*EXERCISE OBJECTIVE:* Output the lines from the top of the entries below to the line with "Target: red climbing rope", both included, exactly and without pictures.

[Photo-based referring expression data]
-----

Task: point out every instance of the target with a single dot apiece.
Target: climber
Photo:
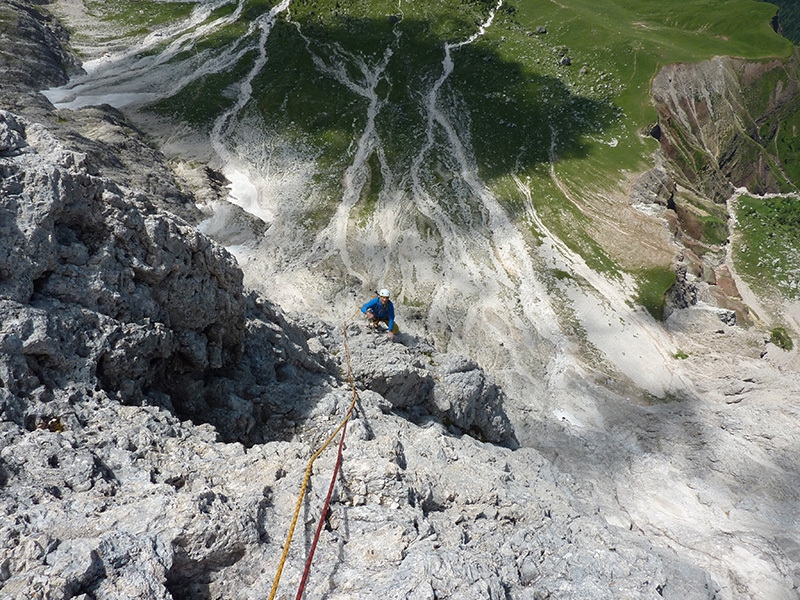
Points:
(381, 310)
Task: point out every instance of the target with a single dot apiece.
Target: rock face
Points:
(718, 119)
(157, 419)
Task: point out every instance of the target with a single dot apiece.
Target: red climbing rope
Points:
(343, 427)
(325, 507)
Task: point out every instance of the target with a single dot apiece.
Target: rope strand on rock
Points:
(343, 428)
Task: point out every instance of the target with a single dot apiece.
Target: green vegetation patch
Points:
(653, 285)
(788, 18)
(768, 249)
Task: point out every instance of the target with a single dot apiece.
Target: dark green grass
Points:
(652, 290)
(768, 253)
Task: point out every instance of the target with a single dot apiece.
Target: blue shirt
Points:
(381, 312)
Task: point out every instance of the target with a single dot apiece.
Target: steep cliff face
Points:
(724, 125)
(157, 417)
(718, 122)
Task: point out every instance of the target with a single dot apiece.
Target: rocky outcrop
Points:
(411, 376)
(156, 419)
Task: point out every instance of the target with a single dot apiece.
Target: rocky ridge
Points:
(157, 417)
(154, 447)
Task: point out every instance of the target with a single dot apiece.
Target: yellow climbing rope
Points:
(309, 467)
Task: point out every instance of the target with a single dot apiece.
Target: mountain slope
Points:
(499, 167)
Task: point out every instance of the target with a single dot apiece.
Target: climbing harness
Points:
(343, 428)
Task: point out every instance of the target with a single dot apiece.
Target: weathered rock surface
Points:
(134, 364)
(156, 419)
(718, 119)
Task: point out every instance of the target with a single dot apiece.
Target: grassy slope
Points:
(509, 85)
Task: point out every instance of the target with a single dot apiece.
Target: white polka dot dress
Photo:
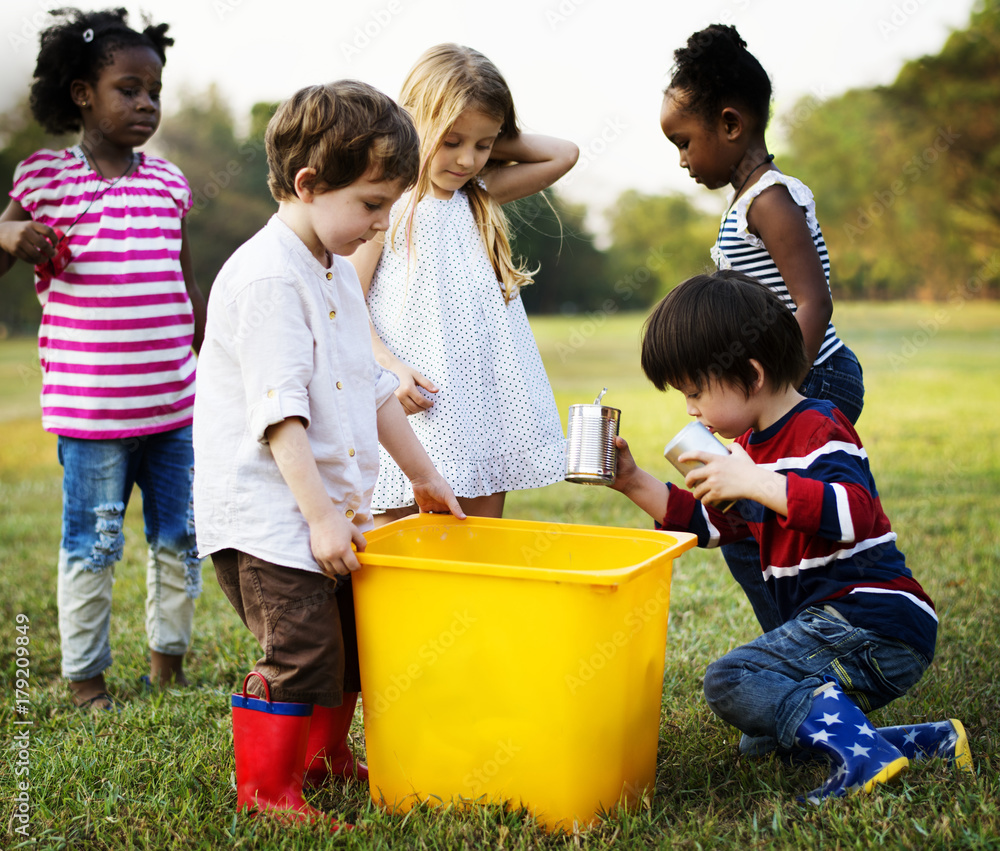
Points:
(494, 426)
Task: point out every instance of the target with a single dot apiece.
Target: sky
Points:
(592, 71)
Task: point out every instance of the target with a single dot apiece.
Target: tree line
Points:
(905, 180)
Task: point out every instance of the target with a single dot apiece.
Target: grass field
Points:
(159, 774)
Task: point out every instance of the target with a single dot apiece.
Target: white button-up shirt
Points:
(285, 337)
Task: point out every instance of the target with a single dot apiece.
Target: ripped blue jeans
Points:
(98, 476)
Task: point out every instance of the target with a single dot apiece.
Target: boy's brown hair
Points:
(341, 130)
(708, 329)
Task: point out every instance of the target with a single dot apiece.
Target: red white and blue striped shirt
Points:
(117, 323)
(836, 545)
(737, 248)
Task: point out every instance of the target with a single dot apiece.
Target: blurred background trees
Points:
(905, 178)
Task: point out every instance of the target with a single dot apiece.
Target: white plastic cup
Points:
(695, 437)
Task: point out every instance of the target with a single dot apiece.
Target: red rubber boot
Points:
(327, 754)
(270, 743)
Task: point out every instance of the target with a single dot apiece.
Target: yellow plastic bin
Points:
(513, 661)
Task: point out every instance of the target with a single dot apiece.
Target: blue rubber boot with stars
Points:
(860, 758)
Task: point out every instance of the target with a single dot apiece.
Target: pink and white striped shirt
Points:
(117, 324)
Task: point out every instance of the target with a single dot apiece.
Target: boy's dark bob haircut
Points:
(710, 327)
(341, 130)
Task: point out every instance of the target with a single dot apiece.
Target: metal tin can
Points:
(591, 454)
(695, 437)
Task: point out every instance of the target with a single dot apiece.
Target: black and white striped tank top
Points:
(737, 248)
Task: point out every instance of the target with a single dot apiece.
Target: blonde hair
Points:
(341, 130)
(445, 81)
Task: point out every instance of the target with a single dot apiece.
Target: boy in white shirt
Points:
(289, 412)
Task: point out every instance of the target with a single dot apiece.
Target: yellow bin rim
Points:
(672, 543)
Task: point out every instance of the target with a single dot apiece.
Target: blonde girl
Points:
(443, 291)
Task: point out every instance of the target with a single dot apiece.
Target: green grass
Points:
(159, 775)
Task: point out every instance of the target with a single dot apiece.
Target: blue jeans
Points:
(839, 379)
(765, 688)
(98, 476)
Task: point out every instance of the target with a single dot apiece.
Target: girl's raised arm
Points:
(197, 297)
(23, 239)
(538, 162)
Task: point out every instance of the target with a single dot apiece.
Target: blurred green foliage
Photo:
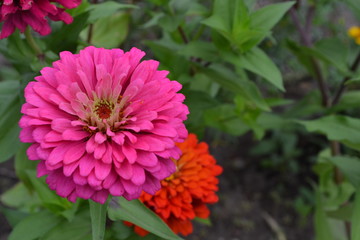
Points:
(286, 76)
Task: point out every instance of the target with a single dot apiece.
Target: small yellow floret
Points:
(354, 32)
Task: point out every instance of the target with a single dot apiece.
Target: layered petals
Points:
(98, 123)
(33, 13)
(185, 194)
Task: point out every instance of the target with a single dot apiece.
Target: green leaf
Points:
(23, 164)
(259, 63)
(236, 84)
(322, 227)
(77, 229)
(34, 226)
(205, 221)
(355, 220)
(344, 213)
(267, 17)
(221, 17)
(198, 102)
(18, 197)
(66, 39)
(106, 9)
(98, 219)
(334, 51)
(10, 114)
(349, 166)
(225, 118)
(49, 198)
(110, 31)
(336, 127)
(135, 212)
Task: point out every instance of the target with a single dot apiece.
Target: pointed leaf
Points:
(135, 212)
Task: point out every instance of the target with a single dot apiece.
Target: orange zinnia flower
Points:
(184, 195)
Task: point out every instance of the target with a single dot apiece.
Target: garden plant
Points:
(126, 120)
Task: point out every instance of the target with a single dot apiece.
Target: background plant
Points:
(290, 81)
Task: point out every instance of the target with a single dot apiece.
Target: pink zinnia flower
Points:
(21, 13)
(103, 123)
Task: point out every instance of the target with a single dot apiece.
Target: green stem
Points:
(98, 219)
(32, 43)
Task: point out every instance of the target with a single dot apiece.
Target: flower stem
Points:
(98, 219)
(31, 41)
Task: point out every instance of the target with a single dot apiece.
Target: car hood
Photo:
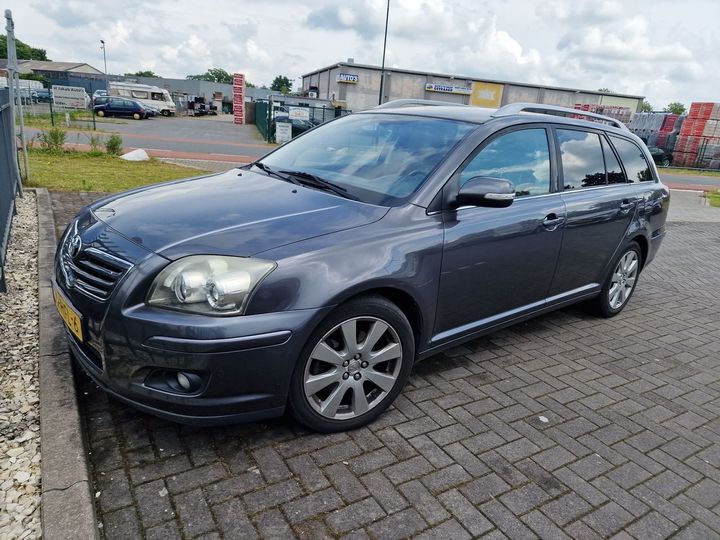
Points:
(234, 213)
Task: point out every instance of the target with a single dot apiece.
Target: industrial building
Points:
(357, 87)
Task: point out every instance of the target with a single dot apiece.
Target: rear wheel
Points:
(621, 282)
(353, 366)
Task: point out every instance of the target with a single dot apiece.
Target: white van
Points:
(153, 96)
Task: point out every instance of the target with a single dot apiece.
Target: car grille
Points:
(93, 272)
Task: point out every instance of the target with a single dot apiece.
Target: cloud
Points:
(362, 19)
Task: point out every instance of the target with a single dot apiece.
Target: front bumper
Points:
(245, 378)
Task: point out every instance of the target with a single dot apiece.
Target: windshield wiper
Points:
(272, 172)
(312, 180)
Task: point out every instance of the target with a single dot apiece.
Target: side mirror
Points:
(486, 191)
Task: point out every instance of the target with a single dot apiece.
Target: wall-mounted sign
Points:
(70, 97)
(299, 113)
(447, 89)
(347, 78)
(486, 95)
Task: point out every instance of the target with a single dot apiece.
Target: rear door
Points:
(498, 263)
(600, 206)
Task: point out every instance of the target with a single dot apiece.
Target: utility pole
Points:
(102, 46)
(382, 69)
(14, 80)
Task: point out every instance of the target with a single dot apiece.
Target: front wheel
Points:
(620, 284)
(353, 366)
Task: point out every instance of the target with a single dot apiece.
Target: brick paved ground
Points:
(567, 426)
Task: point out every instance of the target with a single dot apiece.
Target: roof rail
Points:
(399, 103)
(540, 108)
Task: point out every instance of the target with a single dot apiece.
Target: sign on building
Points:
(70, 97)
(486, 95)
(238, 98)
(347, 78)
(299, 113)
(447, 89)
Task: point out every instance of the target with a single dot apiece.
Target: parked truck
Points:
(152, 96)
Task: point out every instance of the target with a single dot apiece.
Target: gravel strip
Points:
(204, 165)
(19, 402)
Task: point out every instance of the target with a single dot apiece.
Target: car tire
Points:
(339, 384)
(620, 284)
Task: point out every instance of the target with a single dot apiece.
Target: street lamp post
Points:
(382, 69)
(102, 46)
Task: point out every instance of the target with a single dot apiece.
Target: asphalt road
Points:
(681, 181)
(199, 138)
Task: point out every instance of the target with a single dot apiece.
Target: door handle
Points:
(627, 205)
(552, 221)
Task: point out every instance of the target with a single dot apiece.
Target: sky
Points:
(663, 49)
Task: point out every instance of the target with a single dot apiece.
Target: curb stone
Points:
(68, 509)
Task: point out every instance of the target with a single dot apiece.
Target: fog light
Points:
(183, 381)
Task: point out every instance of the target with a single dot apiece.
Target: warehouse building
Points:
(357, 87)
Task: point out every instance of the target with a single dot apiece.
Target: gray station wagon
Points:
(313, 279)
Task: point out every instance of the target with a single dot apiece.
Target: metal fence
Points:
(8, 178)
(267, 114)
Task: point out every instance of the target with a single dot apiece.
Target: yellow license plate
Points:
(69, 315)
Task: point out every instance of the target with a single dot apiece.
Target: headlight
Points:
(208, 284)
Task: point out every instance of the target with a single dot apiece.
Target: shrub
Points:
(95, 141)
(113, 145)
(52, 140)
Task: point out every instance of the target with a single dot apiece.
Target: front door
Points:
(498, 263)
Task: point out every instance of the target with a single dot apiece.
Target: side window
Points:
(615, 174)
(636, 166)
(523, 157)
(582, 159)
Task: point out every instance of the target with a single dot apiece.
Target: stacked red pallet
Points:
(698, 144)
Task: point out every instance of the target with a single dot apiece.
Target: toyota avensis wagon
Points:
(313, 279)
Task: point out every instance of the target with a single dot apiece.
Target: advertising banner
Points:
(70, 97)
(486, 95)
(238, 98)
(299, 113)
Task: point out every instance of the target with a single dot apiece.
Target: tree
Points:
(24, 51)
(146, 73)
(281, 84)
(213, 75)
(675, 107)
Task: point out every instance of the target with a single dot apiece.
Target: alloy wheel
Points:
(352, 368)
(623, 279)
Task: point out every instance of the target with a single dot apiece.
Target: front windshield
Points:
(378, 158)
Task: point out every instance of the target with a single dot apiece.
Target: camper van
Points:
(152, 96)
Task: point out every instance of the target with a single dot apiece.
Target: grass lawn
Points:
(77, 171)
(714, 198)
(688, 172)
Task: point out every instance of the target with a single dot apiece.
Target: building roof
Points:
(28, 66)
(463, 77)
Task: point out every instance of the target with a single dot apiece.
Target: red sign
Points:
(239, 98)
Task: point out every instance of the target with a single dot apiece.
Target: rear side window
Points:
(523, 157)
(582, 159)
(636, 166)
(615, 174)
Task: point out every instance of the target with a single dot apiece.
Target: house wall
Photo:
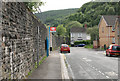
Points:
(75, 37)
(105, 34)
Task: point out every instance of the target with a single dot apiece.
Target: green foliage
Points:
(56, 16)
(60, 30)
(34, 5)
(87, 42)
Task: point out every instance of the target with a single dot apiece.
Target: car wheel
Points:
(109, 55)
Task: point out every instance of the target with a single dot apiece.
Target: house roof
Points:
(110, 19)
(77, 29)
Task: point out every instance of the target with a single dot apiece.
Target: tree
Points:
(34, 5)
(72, 24)
(60, 30)
(94, 33)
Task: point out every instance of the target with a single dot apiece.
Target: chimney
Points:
(85, 26)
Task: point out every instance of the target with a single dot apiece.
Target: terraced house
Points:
(107, 30)
(78, 34)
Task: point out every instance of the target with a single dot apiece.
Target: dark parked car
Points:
(64, 47)
(80, 45)
(113, 50)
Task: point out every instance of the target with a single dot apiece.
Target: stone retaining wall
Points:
(23, 40)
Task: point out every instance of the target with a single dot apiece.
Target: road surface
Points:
(90, 64)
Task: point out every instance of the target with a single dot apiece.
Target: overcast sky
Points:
(62, 4)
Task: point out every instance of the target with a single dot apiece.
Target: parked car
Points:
(113, 50)
(64, 47)
(80, 45)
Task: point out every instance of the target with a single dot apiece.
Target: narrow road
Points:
(89, 64)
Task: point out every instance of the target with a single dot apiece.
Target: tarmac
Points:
(51, 68)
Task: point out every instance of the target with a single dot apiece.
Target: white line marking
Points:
(107, 76)
(103, 74)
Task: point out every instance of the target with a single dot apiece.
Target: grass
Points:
(88, 46)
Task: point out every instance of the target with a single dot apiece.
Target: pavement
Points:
(51, 68)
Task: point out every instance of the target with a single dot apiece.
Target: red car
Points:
(113, 50)
(65, 47)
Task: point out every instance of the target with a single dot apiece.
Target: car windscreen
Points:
(65, 46)
(117, 48)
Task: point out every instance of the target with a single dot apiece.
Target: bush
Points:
(87, 42)
(88, 46)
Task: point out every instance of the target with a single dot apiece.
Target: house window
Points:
(113, 40)
(117, 31)
(102, 29)
(113, 28)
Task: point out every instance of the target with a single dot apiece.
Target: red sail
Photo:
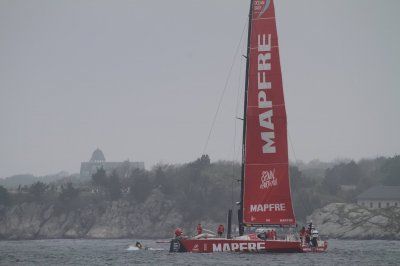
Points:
(266, 193)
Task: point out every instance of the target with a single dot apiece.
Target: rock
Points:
(350, 221)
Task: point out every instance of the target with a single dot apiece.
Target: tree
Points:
(391, 172)
(100, 178)
(4, 196)
(140, 185)
(37, 191)
(68, 198)
(114, 186)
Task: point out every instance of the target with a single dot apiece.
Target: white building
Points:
(99, 161)
(380, 197)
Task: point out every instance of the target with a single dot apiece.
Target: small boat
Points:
(265, 187)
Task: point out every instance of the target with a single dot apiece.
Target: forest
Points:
(202, 190)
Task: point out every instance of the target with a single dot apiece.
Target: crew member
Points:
(138, 245)
(178, 233)
(273, 234)
(199, 229)
(314, 237)
(220, 230)
(302, 234)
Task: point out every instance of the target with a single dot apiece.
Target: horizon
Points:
(142, 81)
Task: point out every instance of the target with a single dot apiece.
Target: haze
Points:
(141, 80)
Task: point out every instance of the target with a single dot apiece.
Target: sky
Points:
(143, 80)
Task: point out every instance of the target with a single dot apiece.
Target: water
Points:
(114, 252)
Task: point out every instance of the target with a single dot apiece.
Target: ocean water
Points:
(115, 252)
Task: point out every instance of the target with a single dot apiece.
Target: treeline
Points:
(202, 190)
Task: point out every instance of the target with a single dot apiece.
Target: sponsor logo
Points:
(268, 179)
(243, 246)
(261, 6)
(264, 90)
(271, 207)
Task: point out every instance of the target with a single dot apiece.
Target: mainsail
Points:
(266, 198)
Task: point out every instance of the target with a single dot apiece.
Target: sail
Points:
(266, 189)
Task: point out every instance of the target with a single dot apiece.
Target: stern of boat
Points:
(176, 246)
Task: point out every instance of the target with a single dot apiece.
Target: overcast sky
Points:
(141, 80)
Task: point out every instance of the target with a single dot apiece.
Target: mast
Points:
(240, 211)
(265, 184)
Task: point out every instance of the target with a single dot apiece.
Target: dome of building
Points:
(98, 156)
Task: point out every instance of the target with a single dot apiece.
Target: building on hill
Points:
(380, 197)
(99, 161)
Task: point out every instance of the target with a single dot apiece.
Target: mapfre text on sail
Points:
(264, 84)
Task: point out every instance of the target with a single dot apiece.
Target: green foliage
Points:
(110, 186)
(4, 196)
(140, 185)
(38, 191)
(391, 172)
(201, 190)
(100, 178)
(114, 186)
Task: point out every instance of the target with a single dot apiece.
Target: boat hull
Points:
(235, 245)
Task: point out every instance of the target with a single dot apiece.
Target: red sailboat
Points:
(265, 189)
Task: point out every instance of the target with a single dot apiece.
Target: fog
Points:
(142, 80)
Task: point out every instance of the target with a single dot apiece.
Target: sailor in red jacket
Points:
(220, 230)
(178, 233)
(199, 229)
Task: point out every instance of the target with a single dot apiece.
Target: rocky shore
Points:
(118, 219)
(157, 218)
(351, 221)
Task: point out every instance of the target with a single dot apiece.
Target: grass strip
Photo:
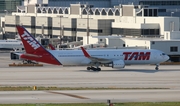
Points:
(102, 104)
(29, 88)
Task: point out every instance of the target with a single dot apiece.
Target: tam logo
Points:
(136, 55)
(30, 40)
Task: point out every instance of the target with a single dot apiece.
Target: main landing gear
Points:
(157, 67)
(93, 68)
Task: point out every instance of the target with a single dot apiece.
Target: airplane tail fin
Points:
(34, 50)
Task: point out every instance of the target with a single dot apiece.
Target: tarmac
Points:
(133, 76)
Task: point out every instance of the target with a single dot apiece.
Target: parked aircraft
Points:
(115, 58)
(11, 44)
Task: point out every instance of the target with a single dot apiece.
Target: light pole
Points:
(88, 25)
(60, 30)
(172, 13)
(6, 12)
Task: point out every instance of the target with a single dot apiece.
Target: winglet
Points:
(85, 53)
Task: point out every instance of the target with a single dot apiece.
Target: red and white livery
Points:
(115, 58)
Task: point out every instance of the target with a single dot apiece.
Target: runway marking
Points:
(71, 95)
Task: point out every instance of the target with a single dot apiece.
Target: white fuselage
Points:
(129, 56)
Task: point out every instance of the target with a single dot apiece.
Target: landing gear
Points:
(157, 67)
(93, 68)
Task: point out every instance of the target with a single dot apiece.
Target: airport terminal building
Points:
(82, 20)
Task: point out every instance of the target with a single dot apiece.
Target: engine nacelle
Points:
(118, 64)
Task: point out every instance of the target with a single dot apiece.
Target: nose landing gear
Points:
(93, 68)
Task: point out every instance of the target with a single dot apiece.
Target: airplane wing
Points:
(95, 59)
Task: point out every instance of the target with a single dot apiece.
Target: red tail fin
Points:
(34, 50)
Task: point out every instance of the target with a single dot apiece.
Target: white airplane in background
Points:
(115, 58)
(11, 44)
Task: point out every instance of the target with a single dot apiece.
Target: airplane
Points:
(115, 58)
(11, 44)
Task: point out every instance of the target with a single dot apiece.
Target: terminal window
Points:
(174, 49)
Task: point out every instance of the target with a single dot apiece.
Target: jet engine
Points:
(118, 64)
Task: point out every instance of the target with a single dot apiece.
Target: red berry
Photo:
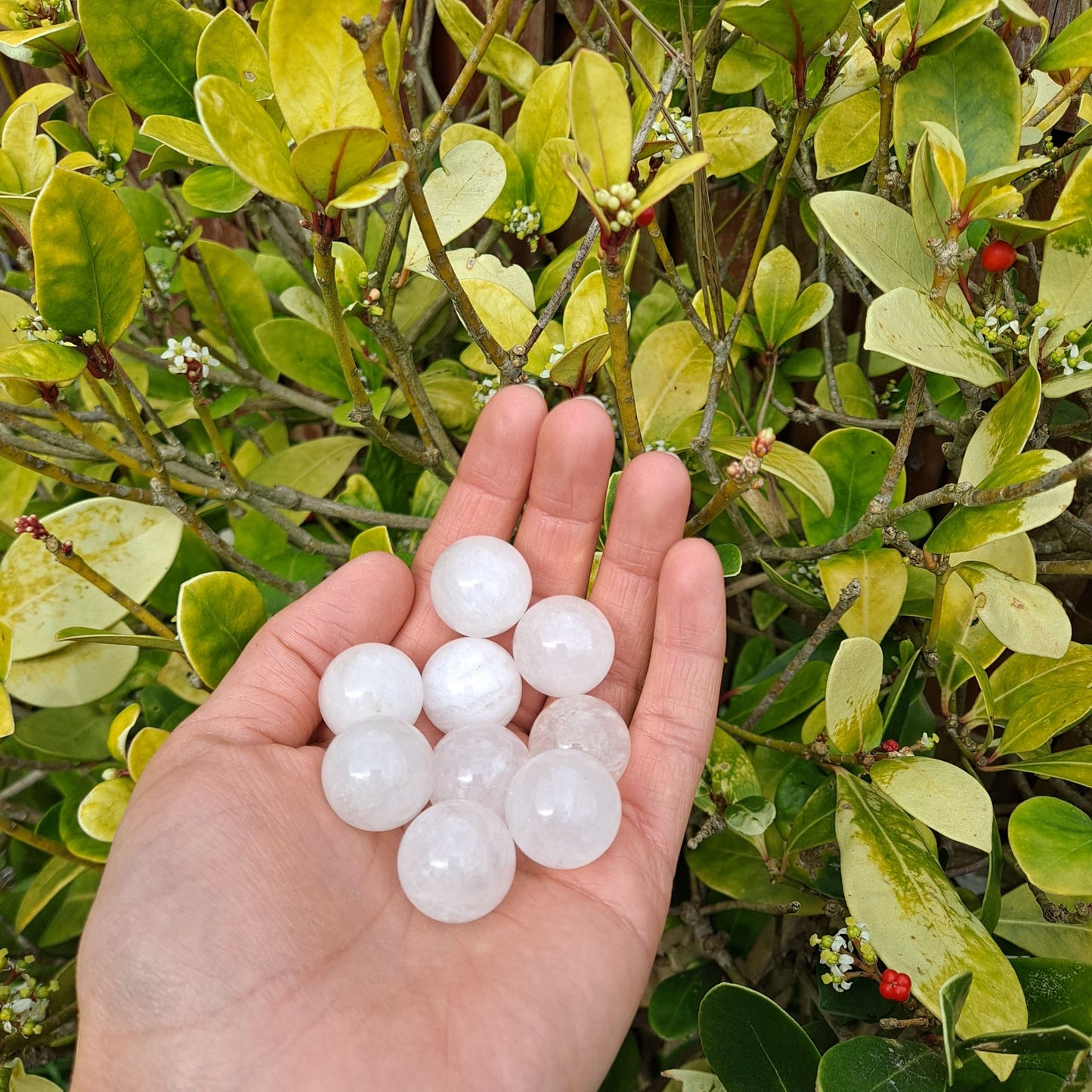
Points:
(998, 257)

-----

*COMPLETED EXERCISE:*
Task: point out every instance of the target with a single dot apiece.
Target: climber
Photo:
Points:
(381, 310)
Task: point out every instance of the target with a single dot apiece.
Target: rock face
Points:
(718, 119)
(157, 419)
Task: point out every instance of the target with a single dot apiece.
Target: red climbing rope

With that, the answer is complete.